== What to produce ==
In the copy you make of the entries, no picture should appear, and every word must match.

== Region pointing data ==
------

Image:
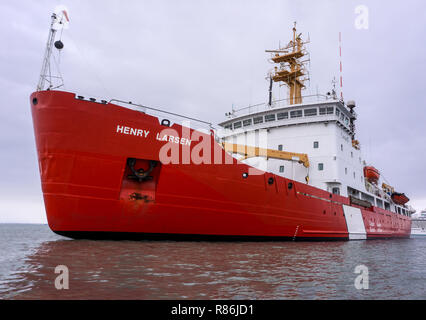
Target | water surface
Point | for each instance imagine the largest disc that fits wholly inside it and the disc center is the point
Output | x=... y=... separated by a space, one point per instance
x=206 y=270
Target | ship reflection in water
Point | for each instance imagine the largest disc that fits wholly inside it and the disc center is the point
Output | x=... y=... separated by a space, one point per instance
x=221 y=270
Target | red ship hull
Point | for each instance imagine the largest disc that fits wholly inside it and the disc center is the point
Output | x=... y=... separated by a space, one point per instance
x=84 y=151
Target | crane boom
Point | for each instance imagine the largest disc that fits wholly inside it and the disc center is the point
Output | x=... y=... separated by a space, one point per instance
x=249 y=152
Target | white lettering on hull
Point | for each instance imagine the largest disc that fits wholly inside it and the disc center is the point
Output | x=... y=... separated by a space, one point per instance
x=132 y=131
x=174 y=139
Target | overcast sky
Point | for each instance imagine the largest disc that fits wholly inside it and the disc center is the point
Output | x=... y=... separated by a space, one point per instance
x=201 y=57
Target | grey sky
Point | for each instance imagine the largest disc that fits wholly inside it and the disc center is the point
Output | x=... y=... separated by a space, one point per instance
x=200 y=57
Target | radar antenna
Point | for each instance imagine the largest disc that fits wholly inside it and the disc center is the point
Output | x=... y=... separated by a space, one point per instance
x=291 y=68
x=59 y=21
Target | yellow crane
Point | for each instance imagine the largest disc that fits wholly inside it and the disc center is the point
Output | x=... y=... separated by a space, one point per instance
x=249 y=152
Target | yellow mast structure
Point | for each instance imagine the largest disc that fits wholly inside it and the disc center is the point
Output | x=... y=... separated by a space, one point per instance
x=291 y=69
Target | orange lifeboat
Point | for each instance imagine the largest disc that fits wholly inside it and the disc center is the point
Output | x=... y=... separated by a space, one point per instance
x=371 y=174
x=399 y=198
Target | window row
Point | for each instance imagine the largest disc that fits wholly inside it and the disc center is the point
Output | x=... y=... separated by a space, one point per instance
x=309 y=112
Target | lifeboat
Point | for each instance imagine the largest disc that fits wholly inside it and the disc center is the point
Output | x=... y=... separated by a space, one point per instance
x=399 y=198
x=371 y=174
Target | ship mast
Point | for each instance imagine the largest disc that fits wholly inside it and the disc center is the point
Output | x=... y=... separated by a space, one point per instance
x=290 y=68
x=46 y=70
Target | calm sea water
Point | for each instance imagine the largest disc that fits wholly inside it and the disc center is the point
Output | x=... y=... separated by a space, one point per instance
x=206 y=270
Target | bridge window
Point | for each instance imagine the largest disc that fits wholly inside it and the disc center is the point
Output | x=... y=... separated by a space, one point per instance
x=296 y=114
x=258 y=120
x=247 y=122
x=270 y=117
x=310 y=112
x=282 y=115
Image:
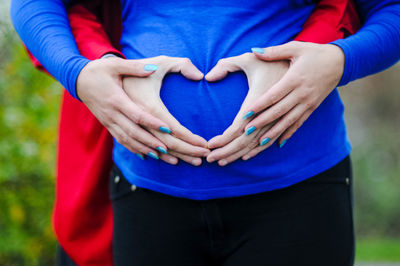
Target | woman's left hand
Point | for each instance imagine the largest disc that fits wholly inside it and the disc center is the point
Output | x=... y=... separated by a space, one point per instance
x=314 y=71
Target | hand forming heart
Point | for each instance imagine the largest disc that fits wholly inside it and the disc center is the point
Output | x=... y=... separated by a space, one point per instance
x=145 y=92
x=279 y=100
x=314 y=71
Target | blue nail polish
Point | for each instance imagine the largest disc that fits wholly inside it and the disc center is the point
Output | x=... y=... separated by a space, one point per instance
x=282 y=143
x=150 y=67
x=248 y=115
x=258 y=50
x=153 y=155
x=161 y=149
x=165 y=130
x=250 y=130
x=264 y=141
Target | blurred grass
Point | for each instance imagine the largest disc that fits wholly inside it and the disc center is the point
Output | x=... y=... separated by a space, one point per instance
x=377 y=249
x=29 y=102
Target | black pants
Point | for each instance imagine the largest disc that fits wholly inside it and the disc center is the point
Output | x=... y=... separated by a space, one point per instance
x=308 y=224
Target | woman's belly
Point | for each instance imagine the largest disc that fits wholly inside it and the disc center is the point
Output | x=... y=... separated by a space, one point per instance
x=206 y=31
x=205 y=108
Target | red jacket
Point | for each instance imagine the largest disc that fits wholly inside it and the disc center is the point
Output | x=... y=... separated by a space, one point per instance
x=82 y=215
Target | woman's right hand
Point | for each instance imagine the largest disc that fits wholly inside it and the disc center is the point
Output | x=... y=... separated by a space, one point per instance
x=100 y=87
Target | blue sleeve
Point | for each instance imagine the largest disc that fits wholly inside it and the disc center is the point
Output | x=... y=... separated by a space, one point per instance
x=376 y=46
x=44 y=28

------

== Task output ==
Image:
Target | water surface
Point | for each instance imagine the largest disc that fits wholly inside it and the disc center is the point
Output | x=... y=... separated by a space, one point per instance
x=206 y=270
Target | ship reflection in water
Point | for each instance imagine the largest disc that fits wholly inside it and the disc center is the point
Output | x=... y=... separated by a space, one point per instance
x=221 y=270
Target | red ship hull
Point | for each instance imagine the largest disc that fits wholly inside it and the disc center is the point
Output | x=... y=... separated by a space, one point per instance
x=84 y=151
Target | crane boom
Point | for each instance imagine the largest disc that fits wholly inside it and the disc center is the point
Output | x=... y=... separated by a space, one point per instance
x=249 y=152
Target | white lettering on hull
Point | for each instance imagine the largest disc that fits wholly inside it and the disc center is the point
Output | x=... y=... separated by a space, one point per instance
x=132 y=131
x=174 y=139
Target | overcast sky
Point | for each instance imagine the largest disc that fits wholly inside it and the disc center is the point
Output | x=... y=... separated by a space, one point per instance
x=201 y=57
Target | grey sky
Point | for each instance imagine the largest disc that fits wholly inside it and the disc center is the point
Output | x=... y=... separated by a space, one point per instance
x=200 y=57
Target | radar antenna
Point | for each instance imagine the largest disc that fits wholly inside it and the disc center is the point
Output | x=... y=... separated by a space, one point per instance
x=291 y=68
x=59 y=21
Target | yellow crane
Point | for each instance imagine the largest disc that fits wholly inside it and the disc center is the point
Output | x=... y=... separated by a space, one point per instance
x=249 y=152
Target | yellow mast structure
Point | for each instance imagine the largest disc that fits wholly inside it and the disc center is the point
Output | x=... y=... separated by a space, one point per instance
x=291 y=69
Target | orange lifeboat
Point | for each instance imagine the largest disc that fits wholly inside it and the disc center is the point
Output | x=... y=... separated by a space, one point per instance
x=371 y=174
x=399 y=198
Target | window row
Point | for each instance imagine the largest disc that fits wholly inside it and the disc center is the point
Output | x=... y=... separated by a space, one point per instance
x=309 y=112
Target | lifeboat
Point | for each instance imagine the largest disc that fits wholly inside it and the disc center is the point
Output | x=... y=... separated by a space, one point per instance
x=399 y=198
x=371 y=174
Target | ship mast
Point | for each instance imagine the largest disc that fits wholly inside it and the disc center is the point
Output | x=... y=... separated by a space, one point per instance
x=290 y=68
x=46 y=70
Target | calm sea water
Point | for each instance imagine the largest disc that fits wholly inside it and the disc center is the point
Output | x=... y=... separated by a space, one point per instance
x=206 y=270
Target | bridge window
Point | for each instance imagine the largest disc that fits wholly inside it and the disc center is the point
Output | x=... y=... separated by a space, one point per instance
x=296 y=114
x=258 y=120
x=247 y=122
x=270 y=117
x=310 y=112
x=282 y=115
Image:
Target | woman's left hand
Point | for each instance imagine the largest disc that fits wholly inside it and the disc center is the point
Output | x=... y=... separated by a space, one point per instance
x=314 y=71
Target | hand forming heart
Point | for each instance imagine the largest disc that fits wholly inside it and the disc center is the point
Output | x=... y=... separated by a space, one point per instance
x=145 y=92
x=279 y=100
x=314 y=71
Target | blue nail polish
Point | for each instance imagine the largest disc that fits wholly inside it and the disc center is the point
Output | x=... y=... separated by a space, one point per instance
x=282 y=143
x=150 y=67
x=248 y=115
x=258 y=50
x=153 y=155
x=161 y=149
x=165 y=130
x=250 y=130
x=264 y=141
Target | blurred grass
Point | for each instance imagine the largest disc that fits wholly inside it and the disc center is the point
Output | x=... y=... separated by a space, one point per instance
x=377 y=249
x=29 y=102
Target | black pants
Point | for each instance imagine the largest disc that fits wholly inside it and the disc center is the point
Output | x=... y=... separated by a space, one point per instance
x=308 y=224
Target | woman's belly
Point | for each instance imagine the largest disc that fits wholly inside it and the disc center is the point
Output | x=... y=... separated by a space, one point per instance
x=206 y=31
x=205 y=108
Target | red jacket
Point | for each instance imagine the largest disc that fits wholly inside it and the disc center is the point
Output | x=... y=... separated by a space, one point per instance
x=82 y=215
Target | woman's right hand
Point | for each instance imagine the largest disc that fits wholly inside it and the disc center is the point
Output | x=... y=... separated by a space, one point per instance
x=100 y=87
Target | blue sleeve
Point | for each instance imagine the largest disc that fits wholly inside it and the disc center is the point
Output | x=... y=... separated by a space, one point per instance
x=376 y=46
x=44 y=28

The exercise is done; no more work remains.